• [Work required]
Copy the data below, from its first line through the line with "point(1087, 350)", both included. Leave the pictures out of your copy.

⟨

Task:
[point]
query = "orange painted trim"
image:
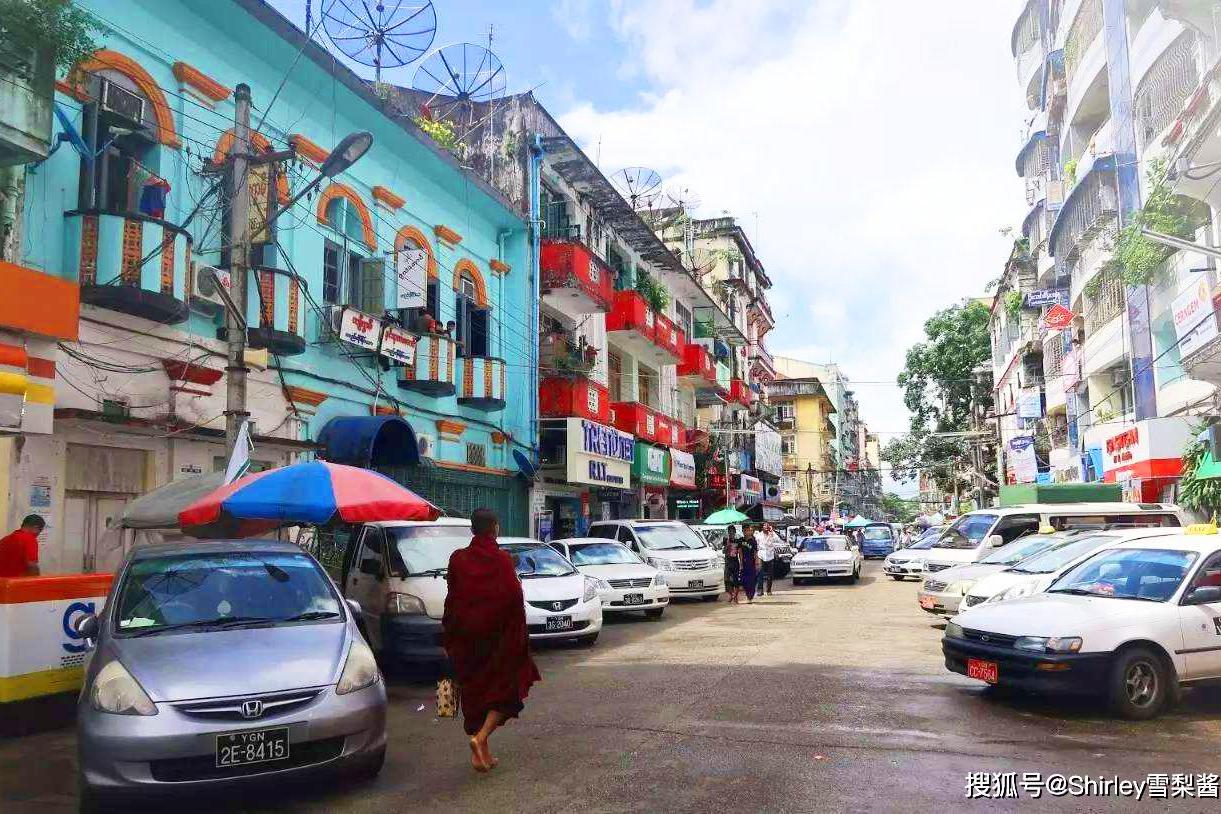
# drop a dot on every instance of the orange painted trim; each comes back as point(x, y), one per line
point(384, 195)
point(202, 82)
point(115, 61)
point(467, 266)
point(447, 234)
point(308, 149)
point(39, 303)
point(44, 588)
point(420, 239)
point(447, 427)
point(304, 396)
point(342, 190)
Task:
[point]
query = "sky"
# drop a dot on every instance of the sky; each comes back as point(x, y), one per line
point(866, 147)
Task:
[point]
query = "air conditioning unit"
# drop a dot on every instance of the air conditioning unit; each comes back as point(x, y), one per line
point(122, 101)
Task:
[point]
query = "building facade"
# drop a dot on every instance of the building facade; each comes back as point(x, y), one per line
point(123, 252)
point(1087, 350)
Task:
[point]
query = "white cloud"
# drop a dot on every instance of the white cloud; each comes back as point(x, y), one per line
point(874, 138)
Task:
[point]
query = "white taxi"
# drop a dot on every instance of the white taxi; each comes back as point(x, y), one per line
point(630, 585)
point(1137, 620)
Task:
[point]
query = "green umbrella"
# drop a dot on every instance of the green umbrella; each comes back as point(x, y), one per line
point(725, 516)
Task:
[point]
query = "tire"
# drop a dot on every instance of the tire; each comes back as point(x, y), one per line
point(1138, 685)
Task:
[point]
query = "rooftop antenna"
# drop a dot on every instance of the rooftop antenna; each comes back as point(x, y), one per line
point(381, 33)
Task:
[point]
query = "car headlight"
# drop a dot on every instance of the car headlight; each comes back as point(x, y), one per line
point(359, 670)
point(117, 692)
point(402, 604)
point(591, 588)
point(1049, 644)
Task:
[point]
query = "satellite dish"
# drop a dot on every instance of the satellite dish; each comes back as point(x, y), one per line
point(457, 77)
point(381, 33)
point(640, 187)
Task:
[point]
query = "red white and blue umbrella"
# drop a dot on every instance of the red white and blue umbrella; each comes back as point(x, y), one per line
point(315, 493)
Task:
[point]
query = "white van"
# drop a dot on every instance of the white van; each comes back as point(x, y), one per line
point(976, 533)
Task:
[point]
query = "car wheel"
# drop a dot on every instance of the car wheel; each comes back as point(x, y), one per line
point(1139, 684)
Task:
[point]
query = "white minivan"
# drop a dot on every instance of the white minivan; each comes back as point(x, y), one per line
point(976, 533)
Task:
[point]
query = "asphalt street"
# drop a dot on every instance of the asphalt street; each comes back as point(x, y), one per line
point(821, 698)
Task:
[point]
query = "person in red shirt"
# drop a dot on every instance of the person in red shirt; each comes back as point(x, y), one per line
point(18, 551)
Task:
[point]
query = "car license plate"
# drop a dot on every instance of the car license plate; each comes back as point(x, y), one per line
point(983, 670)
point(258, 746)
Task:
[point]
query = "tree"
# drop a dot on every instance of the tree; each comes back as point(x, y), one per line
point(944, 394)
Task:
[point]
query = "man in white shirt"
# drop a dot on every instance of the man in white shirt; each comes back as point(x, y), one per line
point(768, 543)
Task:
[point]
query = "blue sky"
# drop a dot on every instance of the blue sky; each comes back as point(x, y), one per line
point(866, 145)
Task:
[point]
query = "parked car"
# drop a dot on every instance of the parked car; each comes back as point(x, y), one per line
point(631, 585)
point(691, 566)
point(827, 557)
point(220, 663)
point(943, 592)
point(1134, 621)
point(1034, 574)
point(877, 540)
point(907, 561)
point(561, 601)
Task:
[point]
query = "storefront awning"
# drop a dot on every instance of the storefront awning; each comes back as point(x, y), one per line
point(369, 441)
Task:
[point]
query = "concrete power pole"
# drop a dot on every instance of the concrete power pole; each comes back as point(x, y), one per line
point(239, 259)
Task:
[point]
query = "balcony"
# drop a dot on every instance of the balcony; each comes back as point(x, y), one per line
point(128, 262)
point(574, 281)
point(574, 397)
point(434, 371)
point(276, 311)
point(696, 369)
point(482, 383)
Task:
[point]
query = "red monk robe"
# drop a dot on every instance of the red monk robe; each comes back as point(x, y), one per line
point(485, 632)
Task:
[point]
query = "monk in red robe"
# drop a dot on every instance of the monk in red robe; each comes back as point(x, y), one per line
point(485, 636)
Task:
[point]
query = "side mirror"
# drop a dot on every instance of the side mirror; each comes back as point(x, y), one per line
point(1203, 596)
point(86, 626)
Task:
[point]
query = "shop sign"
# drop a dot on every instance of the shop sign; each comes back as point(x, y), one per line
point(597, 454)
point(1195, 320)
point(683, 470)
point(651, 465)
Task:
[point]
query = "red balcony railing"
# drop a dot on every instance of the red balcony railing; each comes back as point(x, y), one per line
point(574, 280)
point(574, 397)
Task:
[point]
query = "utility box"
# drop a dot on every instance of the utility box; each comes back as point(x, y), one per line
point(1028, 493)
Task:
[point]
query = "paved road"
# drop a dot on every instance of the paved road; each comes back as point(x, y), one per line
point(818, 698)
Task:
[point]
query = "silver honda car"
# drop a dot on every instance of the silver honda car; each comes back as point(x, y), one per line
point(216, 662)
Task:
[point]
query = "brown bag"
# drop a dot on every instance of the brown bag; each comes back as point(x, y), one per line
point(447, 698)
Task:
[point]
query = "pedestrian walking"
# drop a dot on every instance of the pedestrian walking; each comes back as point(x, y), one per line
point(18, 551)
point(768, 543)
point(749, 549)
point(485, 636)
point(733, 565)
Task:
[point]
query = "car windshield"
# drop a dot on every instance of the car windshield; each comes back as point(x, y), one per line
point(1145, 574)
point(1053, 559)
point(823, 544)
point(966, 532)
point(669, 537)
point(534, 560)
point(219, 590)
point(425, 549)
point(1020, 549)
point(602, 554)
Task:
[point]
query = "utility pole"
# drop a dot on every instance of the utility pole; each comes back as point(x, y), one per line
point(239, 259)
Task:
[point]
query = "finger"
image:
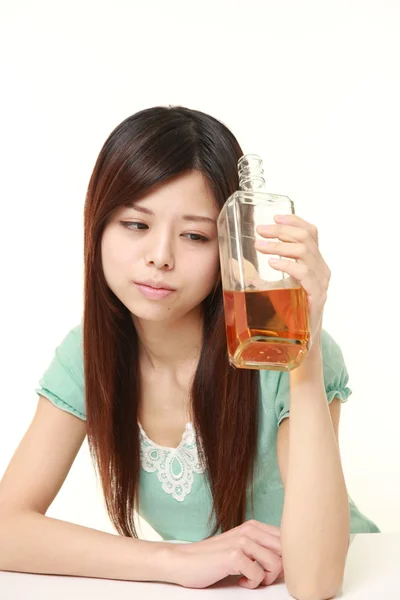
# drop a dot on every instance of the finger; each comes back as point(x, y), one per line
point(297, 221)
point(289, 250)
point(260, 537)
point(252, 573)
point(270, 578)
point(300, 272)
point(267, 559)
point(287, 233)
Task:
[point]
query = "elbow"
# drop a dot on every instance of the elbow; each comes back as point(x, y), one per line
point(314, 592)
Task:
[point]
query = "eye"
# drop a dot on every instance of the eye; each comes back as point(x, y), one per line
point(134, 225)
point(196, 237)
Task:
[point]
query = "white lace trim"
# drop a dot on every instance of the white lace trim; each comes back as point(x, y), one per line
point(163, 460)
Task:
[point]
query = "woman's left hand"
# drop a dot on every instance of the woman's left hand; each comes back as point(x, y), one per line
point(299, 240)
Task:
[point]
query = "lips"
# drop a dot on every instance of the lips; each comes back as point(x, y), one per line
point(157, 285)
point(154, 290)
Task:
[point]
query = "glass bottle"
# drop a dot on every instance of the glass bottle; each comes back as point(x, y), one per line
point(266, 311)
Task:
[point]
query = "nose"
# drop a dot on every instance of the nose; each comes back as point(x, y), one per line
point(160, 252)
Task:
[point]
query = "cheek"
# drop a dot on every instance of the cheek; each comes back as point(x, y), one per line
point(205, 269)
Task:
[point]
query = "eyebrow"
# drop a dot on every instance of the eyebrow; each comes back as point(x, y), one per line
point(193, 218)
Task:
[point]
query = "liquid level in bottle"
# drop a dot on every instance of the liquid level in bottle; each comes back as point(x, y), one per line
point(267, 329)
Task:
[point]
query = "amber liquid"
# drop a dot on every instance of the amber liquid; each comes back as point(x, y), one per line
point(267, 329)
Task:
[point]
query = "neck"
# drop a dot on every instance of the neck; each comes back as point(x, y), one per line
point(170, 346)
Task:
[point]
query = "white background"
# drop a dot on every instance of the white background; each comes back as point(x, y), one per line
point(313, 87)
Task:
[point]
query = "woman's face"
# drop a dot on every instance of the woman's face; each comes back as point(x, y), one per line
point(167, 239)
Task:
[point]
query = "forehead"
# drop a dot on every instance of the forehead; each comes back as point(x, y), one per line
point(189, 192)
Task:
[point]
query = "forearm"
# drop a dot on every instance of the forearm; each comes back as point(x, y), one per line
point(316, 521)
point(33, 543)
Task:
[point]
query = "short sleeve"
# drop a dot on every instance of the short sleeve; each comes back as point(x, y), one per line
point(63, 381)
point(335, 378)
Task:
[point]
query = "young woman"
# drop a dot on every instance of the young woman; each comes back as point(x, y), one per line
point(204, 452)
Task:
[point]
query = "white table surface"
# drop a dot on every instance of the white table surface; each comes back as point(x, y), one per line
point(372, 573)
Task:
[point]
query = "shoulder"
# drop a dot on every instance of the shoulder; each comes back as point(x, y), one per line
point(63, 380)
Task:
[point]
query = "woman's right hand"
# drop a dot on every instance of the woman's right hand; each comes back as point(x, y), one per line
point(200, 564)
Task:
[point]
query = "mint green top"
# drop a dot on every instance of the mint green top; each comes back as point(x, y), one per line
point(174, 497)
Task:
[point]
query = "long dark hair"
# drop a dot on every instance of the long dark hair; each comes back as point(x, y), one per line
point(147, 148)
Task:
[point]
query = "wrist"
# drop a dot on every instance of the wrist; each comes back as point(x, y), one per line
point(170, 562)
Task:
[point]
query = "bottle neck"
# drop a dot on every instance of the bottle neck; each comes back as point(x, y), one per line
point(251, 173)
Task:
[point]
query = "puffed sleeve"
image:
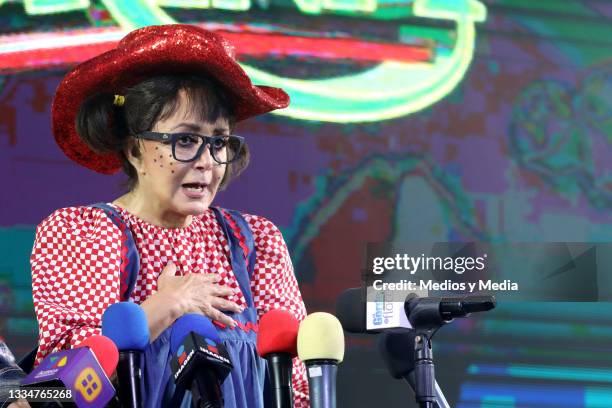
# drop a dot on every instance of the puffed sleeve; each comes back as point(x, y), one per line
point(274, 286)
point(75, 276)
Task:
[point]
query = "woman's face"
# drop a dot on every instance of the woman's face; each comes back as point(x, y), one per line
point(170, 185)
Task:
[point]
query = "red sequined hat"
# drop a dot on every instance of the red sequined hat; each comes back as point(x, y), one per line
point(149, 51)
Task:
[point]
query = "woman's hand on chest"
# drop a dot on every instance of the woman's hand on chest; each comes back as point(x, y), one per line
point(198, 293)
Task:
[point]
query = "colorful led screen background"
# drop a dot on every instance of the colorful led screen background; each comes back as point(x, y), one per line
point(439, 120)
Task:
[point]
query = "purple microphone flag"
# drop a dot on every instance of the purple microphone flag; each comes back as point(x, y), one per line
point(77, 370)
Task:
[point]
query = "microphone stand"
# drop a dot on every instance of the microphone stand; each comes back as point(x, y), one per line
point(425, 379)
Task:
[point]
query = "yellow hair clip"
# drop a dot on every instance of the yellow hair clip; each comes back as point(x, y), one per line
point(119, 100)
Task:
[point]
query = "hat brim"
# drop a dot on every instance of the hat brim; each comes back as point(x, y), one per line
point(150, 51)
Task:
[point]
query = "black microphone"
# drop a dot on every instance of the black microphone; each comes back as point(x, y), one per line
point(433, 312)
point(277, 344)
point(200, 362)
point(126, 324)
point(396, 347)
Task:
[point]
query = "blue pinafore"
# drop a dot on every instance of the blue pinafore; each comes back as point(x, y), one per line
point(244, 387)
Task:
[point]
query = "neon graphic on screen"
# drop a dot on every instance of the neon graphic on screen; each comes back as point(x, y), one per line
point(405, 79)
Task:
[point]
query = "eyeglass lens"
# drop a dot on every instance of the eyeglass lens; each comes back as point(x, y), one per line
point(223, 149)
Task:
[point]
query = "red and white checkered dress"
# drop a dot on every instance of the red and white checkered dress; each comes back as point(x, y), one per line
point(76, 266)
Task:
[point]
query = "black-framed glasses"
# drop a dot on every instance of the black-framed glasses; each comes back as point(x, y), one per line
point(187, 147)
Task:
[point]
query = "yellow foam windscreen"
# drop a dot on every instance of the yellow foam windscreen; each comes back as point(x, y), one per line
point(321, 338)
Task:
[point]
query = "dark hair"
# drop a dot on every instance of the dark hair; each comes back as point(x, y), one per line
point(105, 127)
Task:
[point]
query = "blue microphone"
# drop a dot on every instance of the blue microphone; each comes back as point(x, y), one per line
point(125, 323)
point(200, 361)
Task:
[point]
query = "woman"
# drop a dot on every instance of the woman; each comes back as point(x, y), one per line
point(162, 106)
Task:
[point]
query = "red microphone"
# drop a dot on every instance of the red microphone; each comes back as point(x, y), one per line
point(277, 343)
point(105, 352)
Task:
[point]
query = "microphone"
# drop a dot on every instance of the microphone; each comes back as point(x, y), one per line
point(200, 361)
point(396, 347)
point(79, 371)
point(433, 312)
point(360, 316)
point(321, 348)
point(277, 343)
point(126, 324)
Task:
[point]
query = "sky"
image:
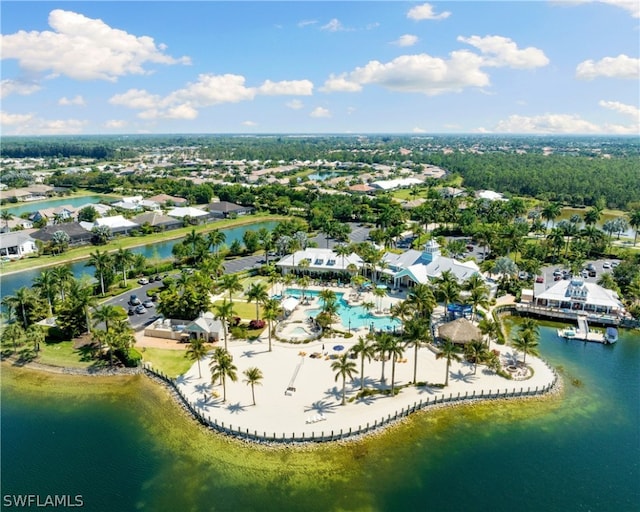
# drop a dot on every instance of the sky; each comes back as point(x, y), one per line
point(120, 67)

⟩

• [Solution below]
Task:
[point]
query = "orange painted trim"
image:
# drop a dot on every instance of the orange painted trim; each comes back as point(x, y), one per line
point(384, 195)
point(202, 82)
point(115, 61)
point(467, 266)
point(447, 234)
point(308, 149)
point(39, 303)
point(44, 588)
point(420, 239)
point(447, 427)
point(304, 396)
point(342, 190)
Task:
[point]
query = "sky"
# drop a dot on every instance of the sky; each comes back as point(x, y), one per line
point(866, 147)
Task:
[point]
query = "air conditioning unit"
# drop a dot on every instance of the air conditioning unit; each comes back as point(x, y), one per line
point(122, 101)
Task:
[point]
query = "building facade"
# drop a dot on every instance of the building facade; each comes back as point(x, y), one per line
point(123, 252)
point(1087, 350)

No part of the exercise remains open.